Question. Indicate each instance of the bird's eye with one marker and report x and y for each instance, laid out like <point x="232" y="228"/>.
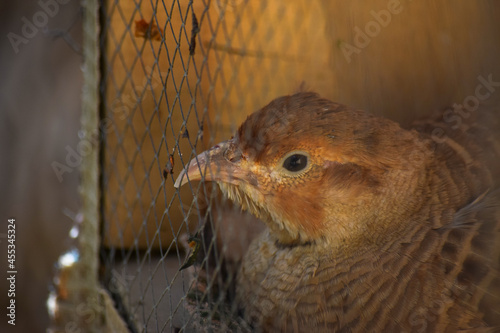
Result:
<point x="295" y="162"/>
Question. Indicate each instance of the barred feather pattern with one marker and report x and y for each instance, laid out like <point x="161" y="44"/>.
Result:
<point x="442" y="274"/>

Requirements — Please output every line of the rows above as a Markdown table with the columns Number and Line text. Skip blank lines and omit the pictures.

Answer for the task —
| Number | Line text |
|---|---|
| 1 | Question. Indicate each instance of the bird's eye with one marker and report x and y for each instance, laid out like <point x="232" y="228"/>. |
| 2 | Result: |
| 3 | <point x="295" y="162"/> |
| 4 | Question. Indicate each instance of the barred feather pattern with one marker and report x and y for each instance, laid out like <point x="161" y="44"/>. |
| 5 | Result: |
| 6 | <point x="442" y="274"/> |